**Exercise instructions**. Using the post on natural selection and mutation, decide whether each statement agrees with it: (a) natural selection generates novelty; (b) mutation is left as the only source of novelty; (c) a sentence that lacks semantic or grammatical sense counts as dead. Answer yes or no for each and quote the words that decide it.
═════ Passage shown
Bohm, I'd love to see how information is generated via natural selection and mutation, however I haven't found any literature which shows how this is possible.
Let me explain my understanding.
Let's say we don't believe in any Lamarkian system of aquired characteristics or morphogenetic fields...
This means that natural selection is differential reproduction, which is nothing more than a competition as to who can produce the most offspring and keep that going over time.
Natural selection acts as a sifting mechanism. It doesn't generate novelty, it acts with veto authority. It says yea or nay, nothing more.
This leaves mutation as the only novelty generating mechanism.
This is suggested to have no teleological end, no purpose and no purposer behind its operation.
What is the rate of mutation?
What mutagens are available?
No matter this we can by way of illustration use a sentence like:
"The cat chased the rat."
This is an organism which, natural selection will act upon. The rules are that in order for this organism to be selected it must have an advantage in the differential reproductive realm as a result of the mutation aquired, or this mutation should at least be benign as regards differential reproduction. That is the sifting mechanism.
Now let's say by way of illustration that the for any sentence, to be viable, it must make semantic sense and gramattical sense, otherwise it is a dead, nonreproducing sentence.
Now let's "mutate" this sentence and see how much novelty we can generate.
"The cat chased the bat"
"The bat chased the bat"
"The bat chased the rat"
"The bat chased the hat"
"The cat chased the hat"
══════════
═════ Data to examine
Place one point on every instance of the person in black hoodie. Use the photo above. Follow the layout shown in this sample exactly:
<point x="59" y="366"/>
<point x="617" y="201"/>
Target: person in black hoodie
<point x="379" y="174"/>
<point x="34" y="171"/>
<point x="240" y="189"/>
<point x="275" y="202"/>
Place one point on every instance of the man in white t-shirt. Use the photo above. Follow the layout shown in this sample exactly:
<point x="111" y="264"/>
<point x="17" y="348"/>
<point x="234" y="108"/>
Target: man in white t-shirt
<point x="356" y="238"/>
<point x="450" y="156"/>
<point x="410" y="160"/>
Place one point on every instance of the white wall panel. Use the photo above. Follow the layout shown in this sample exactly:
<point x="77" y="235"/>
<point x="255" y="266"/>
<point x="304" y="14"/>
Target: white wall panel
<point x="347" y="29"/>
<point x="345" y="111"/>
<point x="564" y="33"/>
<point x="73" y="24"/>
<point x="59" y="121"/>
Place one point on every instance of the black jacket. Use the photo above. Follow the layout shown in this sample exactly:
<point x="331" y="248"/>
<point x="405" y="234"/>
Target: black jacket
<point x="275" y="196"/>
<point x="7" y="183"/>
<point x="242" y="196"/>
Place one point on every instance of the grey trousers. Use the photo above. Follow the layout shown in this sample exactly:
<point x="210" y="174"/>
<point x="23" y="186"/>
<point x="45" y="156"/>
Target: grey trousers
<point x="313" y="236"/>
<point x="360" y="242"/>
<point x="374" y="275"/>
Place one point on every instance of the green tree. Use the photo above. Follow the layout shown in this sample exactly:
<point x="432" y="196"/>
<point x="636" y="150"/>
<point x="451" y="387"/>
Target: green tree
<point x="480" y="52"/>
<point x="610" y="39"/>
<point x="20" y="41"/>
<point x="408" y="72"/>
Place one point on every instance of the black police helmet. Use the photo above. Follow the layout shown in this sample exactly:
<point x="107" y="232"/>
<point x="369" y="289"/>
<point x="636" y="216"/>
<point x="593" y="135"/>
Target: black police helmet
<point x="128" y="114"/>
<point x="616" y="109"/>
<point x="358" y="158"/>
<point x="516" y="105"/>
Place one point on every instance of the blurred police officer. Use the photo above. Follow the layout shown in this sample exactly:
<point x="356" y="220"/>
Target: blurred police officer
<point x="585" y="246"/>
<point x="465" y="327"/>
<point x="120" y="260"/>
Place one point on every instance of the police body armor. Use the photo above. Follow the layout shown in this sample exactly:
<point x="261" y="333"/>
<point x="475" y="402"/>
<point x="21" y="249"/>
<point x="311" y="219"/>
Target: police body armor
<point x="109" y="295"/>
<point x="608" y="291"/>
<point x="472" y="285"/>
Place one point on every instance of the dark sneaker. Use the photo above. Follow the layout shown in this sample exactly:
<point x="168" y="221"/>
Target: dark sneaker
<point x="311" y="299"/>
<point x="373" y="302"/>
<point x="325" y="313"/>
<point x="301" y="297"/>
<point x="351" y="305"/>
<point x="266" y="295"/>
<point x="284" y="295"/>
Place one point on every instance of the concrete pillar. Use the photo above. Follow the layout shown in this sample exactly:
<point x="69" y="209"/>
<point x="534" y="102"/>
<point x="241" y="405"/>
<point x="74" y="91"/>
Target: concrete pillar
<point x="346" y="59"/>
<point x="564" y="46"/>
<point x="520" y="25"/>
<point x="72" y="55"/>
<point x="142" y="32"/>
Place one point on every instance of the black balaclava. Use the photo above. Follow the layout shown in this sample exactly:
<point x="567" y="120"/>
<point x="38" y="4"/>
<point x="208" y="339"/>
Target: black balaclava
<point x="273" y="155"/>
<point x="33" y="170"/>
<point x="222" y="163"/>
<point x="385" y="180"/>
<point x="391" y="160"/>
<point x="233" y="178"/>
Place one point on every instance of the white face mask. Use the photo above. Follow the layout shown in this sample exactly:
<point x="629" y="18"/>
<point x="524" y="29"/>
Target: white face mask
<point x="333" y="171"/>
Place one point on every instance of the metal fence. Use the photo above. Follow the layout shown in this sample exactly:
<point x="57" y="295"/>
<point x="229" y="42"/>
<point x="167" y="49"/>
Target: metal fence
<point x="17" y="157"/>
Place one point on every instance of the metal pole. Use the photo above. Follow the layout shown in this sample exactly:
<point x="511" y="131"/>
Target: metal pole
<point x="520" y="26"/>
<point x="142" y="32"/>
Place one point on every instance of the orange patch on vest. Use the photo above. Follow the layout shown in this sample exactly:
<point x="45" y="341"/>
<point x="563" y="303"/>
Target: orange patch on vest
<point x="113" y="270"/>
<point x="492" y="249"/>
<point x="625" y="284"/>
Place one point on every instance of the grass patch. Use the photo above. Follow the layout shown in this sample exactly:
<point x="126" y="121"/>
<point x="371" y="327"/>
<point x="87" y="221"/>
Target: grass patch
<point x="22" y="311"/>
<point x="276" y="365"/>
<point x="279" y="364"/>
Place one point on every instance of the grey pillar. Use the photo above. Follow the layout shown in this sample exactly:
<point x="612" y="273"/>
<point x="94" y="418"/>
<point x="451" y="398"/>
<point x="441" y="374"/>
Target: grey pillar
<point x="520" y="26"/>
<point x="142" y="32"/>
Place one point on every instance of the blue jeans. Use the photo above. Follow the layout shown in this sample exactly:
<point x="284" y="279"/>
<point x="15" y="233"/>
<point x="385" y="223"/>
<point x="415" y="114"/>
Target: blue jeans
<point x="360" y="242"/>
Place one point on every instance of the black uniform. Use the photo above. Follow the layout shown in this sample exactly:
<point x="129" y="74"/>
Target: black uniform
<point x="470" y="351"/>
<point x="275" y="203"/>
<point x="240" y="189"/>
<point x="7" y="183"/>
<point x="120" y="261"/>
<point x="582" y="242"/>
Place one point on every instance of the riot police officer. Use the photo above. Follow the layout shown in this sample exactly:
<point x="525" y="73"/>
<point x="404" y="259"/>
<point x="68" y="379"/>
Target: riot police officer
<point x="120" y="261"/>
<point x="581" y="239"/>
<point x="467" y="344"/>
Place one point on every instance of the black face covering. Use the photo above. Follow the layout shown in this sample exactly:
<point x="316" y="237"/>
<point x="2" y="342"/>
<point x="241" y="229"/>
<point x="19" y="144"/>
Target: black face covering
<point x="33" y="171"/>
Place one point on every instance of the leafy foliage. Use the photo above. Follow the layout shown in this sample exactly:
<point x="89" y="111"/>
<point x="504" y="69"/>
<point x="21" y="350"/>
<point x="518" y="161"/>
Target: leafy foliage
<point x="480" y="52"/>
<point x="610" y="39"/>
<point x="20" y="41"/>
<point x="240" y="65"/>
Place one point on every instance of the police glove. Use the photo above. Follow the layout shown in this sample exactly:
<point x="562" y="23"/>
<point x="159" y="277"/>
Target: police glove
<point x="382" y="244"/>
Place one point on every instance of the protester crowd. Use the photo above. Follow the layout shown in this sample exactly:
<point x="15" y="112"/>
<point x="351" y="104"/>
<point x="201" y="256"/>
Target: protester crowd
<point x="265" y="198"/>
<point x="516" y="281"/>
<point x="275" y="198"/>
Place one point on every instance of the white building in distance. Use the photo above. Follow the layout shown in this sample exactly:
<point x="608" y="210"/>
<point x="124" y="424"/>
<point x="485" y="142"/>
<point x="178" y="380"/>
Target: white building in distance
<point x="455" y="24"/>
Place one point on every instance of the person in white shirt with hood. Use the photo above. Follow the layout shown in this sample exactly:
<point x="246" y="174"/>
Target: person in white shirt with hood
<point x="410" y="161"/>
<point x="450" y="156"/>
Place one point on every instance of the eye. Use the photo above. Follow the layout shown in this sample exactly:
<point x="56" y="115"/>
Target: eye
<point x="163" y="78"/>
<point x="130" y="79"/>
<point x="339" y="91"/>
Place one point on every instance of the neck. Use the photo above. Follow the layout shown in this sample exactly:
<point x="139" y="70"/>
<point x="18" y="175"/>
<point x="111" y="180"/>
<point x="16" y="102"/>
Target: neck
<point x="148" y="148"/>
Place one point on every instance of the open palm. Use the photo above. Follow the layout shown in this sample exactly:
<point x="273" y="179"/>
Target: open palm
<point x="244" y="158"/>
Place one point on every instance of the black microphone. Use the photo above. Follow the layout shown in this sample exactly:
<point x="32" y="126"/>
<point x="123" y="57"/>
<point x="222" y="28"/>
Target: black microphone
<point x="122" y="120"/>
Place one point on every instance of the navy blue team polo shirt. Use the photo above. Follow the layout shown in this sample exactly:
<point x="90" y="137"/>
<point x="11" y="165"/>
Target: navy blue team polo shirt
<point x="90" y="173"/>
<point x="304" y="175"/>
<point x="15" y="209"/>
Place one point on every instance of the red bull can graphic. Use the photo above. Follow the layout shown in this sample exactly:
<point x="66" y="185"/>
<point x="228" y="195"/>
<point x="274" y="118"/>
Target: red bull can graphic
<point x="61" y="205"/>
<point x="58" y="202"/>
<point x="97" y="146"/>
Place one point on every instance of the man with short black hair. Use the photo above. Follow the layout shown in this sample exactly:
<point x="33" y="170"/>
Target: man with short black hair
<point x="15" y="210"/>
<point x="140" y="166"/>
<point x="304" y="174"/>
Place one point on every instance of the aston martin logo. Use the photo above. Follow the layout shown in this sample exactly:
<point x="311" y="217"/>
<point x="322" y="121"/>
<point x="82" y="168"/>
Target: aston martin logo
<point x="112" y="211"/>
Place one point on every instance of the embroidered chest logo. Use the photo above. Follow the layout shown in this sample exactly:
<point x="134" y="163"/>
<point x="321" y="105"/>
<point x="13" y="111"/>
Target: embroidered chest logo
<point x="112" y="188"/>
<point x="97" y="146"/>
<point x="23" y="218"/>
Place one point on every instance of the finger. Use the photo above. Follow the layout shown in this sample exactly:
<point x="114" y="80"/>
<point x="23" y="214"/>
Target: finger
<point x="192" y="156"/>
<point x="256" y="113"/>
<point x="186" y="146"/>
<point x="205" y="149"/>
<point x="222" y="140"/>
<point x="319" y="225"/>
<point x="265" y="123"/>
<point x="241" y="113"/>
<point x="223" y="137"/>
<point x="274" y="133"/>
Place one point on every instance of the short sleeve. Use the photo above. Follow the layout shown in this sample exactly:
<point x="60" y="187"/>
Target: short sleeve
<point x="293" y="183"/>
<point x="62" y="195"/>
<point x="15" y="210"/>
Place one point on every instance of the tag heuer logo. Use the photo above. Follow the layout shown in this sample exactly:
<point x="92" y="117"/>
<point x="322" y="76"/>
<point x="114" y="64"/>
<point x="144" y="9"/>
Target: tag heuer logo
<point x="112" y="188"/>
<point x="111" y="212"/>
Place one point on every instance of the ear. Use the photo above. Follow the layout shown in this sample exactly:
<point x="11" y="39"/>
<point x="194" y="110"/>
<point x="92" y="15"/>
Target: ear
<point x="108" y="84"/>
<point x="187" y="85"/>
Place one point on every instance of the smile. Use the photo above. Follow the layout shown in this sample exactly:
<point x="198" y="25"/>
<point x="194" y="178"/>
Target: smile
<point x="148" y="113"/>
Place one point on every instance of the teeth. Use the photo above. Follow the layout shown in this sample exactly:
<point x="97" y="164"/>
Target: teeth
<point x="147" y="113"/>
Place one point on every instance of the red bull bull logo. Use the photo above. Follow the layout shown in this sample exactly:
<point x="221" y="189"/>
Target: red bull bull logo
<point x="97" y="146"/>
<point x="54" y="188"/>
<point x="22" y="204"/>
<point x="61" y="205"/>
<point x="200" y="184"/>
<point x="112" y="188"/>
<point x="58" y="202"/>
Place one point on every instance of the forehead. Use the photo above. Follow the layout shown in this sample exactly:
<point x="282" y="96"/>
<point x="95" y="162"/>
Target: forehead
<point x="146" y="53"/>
══════════
**Solved problem**.
(a) No: "It doesn't generate novelty, it acts with veto authority."
(b) Yes: "This leaves mutation as the only novelty generating mechanism."
(c) Yes: "it must make semantic sense and gramattical sense, otherwise it is a dead, nonreproducing sentence."